### Request
Convert every line of the data below into a JSON list of strings, one string per line, and omit the blank lines.

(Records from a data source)
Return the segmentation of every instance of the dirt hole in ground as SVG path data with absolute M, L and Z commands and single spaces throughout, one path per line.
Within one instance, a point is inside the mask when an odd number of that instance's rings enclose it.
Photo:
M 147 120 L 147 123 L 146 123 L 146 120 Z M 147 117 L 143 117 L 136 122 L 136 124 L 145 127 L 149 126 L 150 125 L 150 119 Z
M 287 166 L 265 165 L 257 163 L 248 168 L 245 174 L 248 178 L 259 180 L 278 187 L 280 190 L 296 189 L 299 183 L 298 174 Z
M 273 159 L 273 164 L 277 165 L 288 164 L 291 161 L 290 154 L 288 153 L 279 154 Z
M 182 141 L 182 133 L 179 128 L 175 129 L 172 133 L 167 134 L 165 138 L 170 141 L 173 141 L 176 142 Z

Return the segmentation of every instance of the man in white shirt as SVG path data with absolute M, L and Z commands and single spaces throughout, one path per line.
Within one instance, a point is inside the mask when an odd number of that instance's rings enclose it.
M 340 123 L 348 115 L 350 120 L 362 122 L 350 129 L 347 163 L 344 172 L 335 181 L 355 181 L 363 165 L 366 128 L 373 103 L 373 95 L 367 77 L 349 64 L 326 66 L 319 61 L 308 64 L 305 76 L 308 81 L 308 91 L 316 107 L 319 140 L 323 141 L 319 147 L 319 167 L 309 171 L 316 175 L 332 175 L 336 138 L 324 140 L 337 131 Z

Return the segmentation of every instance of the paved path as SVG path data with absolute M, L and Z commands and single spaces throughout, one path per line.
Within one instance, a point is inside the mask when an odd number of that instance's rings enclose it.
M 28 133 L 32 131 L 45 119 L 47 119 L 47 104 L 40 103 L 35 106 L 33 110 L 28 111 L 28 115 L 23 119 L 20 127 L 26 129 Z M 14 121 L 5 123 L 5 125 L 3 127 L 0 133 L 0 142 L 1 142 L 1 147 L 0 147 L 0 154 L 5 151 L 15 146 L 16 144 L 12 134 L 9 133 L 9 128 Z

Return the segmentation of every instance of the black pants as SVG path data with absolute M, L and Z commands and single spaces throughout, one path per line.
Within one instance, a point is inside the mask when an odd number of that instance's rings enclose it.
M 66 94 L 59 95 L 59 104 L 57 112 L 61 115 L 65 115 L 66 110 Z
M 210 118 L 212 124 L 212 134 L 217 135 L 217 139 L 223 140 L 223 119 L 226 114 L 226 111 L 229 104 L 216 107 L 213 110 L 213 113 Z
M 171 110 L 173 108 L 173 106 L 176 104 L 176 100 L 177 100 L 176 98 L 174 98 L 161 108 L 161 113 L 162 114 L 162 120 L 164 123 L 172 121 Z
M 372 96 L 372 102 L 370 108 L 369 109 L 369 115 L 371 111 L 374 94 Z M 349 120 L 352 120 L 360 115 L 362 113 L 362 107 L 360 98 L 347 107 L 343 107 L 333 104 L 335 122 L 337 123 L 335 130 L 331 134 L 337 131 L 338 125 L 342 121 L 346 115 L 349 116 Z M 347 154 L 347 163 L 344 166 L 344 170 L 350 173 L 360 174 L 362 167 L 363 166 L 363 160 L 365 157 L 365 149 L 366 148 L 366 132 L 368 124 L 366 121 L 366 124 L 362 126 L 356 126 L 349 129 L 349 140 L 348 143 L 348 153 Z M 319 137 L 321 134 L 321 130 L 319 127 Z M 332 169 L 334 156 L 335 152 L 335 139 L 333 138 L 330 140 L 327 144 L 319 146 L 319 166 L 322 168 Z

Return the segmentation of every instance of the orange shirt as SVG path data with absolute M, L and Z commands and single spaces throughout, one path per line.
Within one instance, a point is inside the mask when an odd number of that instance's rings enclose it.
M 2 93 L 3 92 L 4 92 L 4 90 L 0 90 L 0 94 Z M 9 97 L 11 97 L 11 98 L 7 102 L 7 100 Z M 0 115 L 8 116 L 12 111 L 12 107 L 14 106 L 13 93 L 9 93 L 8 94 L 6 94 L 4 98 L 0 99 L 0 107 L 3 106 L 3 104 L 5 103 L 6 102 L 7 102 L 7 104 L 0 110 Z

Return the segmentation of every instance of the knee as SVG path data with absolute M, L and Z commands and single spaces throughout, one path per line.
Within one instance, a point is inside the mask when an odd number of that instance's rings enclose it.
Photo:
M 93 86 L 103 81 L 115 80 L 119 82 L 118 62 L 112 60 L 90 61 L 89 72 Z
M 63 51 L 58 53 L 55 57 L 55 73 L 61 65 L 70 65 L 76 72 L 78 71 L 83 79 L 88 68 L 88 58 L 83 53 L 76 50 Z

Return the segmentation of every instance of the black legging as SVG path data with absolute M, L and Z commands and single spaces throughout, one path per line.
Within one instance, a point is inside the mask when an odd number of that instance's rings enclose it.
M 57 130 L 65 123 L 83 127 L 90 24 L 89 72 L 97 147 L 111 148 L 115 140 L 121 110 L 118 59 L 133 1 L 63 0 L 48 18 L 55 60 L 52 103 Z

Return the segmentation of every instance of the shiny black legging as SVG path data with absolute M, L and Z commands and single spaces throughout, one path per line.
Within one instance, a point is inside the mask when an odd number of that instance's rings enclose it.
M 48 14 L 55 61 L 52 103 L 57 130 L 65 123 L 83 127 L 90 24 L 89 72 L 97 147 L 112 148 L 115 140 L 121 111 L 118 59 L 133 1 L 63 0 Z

### Answer for this exercise
[
  "Return the segmentation of every instance of the dirt hole in ground as SVG path data with absolute M, L and Z commands and single spaces throughout, one path per line.",
  "Within one instance, a point is inside the mask when an odd number of that instance's rings enclose it.",
  "Photo:",
  "M 147 120 L 147 123 L 146 123 L 146 120 Z M 147 117 L 143 117 L 136 122 L 136 124 L 145 127 L 149 126 L 150 125 L 150 119 Z",
  "M 287 166 L 265 165 L 257 163 L 248 168 L 245 174 L 248 178 L 259 180 L 278 187 L 280 190 L 296 189 L 299 183 L 298 174 Z",
  "M 273 159 L 273 164 L 277 165 L 288 164 L 291 161 L 290 154 L 288 153 L 279 154 Z",
  "M 182 141 L 182 133 L 179 128 L 175 129 L 172 133 L 167 134 L 165 138 L 170 141 L 173 141 L 176 142 Z",
  "Return the segmentation of every instance of the man in white shirt as SVG path data with absolute M, L and Z commands and single spaces throughout, one path per line.",
  "Within one instance, a point is inside the mask when an odd number of that instance's rings enclose it.",
  "M 340 123 L 348 115 L 350 120 L 362 122 L 350 129 L 347 163 L 344 172 L 335 181 L 355 181 L 363 165 L 366 128 L 373 103 L 373 95 L 367 77 L 349 64 L 326 66 L 319 61 L 308 64 L 305 76 L 308 81 L 308 91 L 316 107 L 319 140 L 323 141 L 319 147 L 319 167 L 309 171 L 316 175 L 332 175 L 336 138 L 324 140 L 337 131 Z",
  "Return the segmentation of every instance of the paved path as SVG path data with absolute M, L and Z commands and single spaces throughout, one path per line.",
  "Within one instance, a point is inside the mask when an odd number of that instance's rings enclose it.",
  "M 28 133 L 32 131 L 45 119 L 47 119 L 47 104 L 40 103 L 35 106 L 33 110 L 28 111 L 28 115 L 23 119 L 20 127 L 26 129 Z M 14 121 L 5 123 L 5 125 L 3 127 L 0 133 L 0 142 L 1 142 L 1 147 L 0 147 L 0 154 L 5 151 L 15 146 L 16 144 L 12 134 L 9 133 L 9 128 Z",
  "Return the segmentation of every instance of the black pants as SVG path data with absolute M, L and Z commands and single spaces throughout, one path per line.",
  "Within one instance, a point is inside the mask when an odd number of that instance's rings enclose it.",
  "M 66 94 L 59 95 L 59 104 L 57 112 L 61 115 L 65 115 L 66 110 Z",
  "M 210 118 L 212 124 L 212 134 L 217 135 L 217 139 L 223 140 L 223 119 L 226 114 L 226 111 L 229 104 L 216 107 L 213 110 L 213 113 Z",
  "M 171 110 L 173 108 L 173 106 L 176 104 L 176 100 L 177 100 L 176 98 L 174 98 L 161 108 L 161 113 L 162 114 L 162 120 L 164 123 L 172 121 Z",
  "M 372 96 L 372 102 L 370 108 L 369 109 L 369 115 L 371 111 L 374 94 Z M 349 120 L 352 120 L 360 115 L 362 113 L 362 107 L 360 98 L 347 107 L 343 107 L 333 104 L 335 122 L 337 123 L 335 130 L 331 134 L 337 131 L 338 125 L 342 121 L 346 115 L 349 116 Z M 347 154 L 347 163 L 344 166 L 344 170 L 350 173 L 360 174 L 362 167 L 363 166 L 363 160 L 365 157 L 365 149 L 366 148 L 366 132 L 368 124 L 366 121 L 366 124 L 362 126 L 356 126 L 349 129 L 349 140 L 348 143 L 348 153 Z M 319 137 L 321 134 L 321 130 L 319 127 Z M 332 169 L 334 156 L 335 152 L 335 139 L 333 138 L 330 140 L 327 144 L 319 146 L 319 166 L 322 168 Z",
  "Return the segmentation of every instance of the orange shirt as SVG path data with absolute M, L and Z commands and single spaces throughout, one path per line.",
  "Within one instance, a point is inside the mask when an odd number of that instance's rings enclose it.",
  "M 2 93 L 3 92 L 4 92 L 4 90 L 0 90 L 0 94 Z M 9 97 L 11 97 L 11 98 L 7 102 L 7 100 Z M 0 115 L 8 116 L 12 111 L 12 107 L 14 106 L 13 93 L 9 93 L 8 94 L 6 94 L 4 98 L 0 99 L 0 107 L 3 106 L 3 104 L 5 103 L 6 102 L 7 102 L 7 104 L 0 110 Z",
  "Return the segmentation of every instance of the knee as SVG path data with absolute M, L and Z commands and single spaces throughout, one path per line.",
  "Within one instance, a point is inside the mask when an odd number of that instance's rings enclose it.",
  "Photo:",
  "M 93 86 L 103 81 L 115 80 L 119 82 L 118 62 L 112 60 L 90 61 L 89 72 Z",
  "M 63 51 L 58 53 L 55 57 L 55 73 L 61 65 L 70 65 L 76 72 L 78 71 L 83 79 L 88 68 L 88 58 L 83 53 L 76 50 Z",
  "Return the segmentation of every instance of the black legging as SVG path data with absolute M, L and Z commands and single spaces throughout, one path per line.",
  "Within one instance, a point is inside the mask when an odd number of that instance's rings enclose it.",
  "M 57 130 L 65 123 L 83 127 L 90 24 L 89 72 L 97 147 L 111 148 L 115 140 L 121 110 L 118 59 L 133 1 L 63 0 L 48 18 L 55 60 L 52 103 Z",
  "Return the segmentation of every instance of the shiny black legging as SVG path data with absolute M, L and Z commands and single spaces throughout, one path per line.",
  "Within one instance, a point is inside the mask when an odd number of that instance's rings enclose it.",
  "M 48 14 L 55 61 L 52 103 L 57 130 L 65 123 L 83 127 L 90 24 L 89 72 L 97 147 L 112 148 L 115 140 L 121 111 L 118 59 L 133 1 L 63 0 Z"
]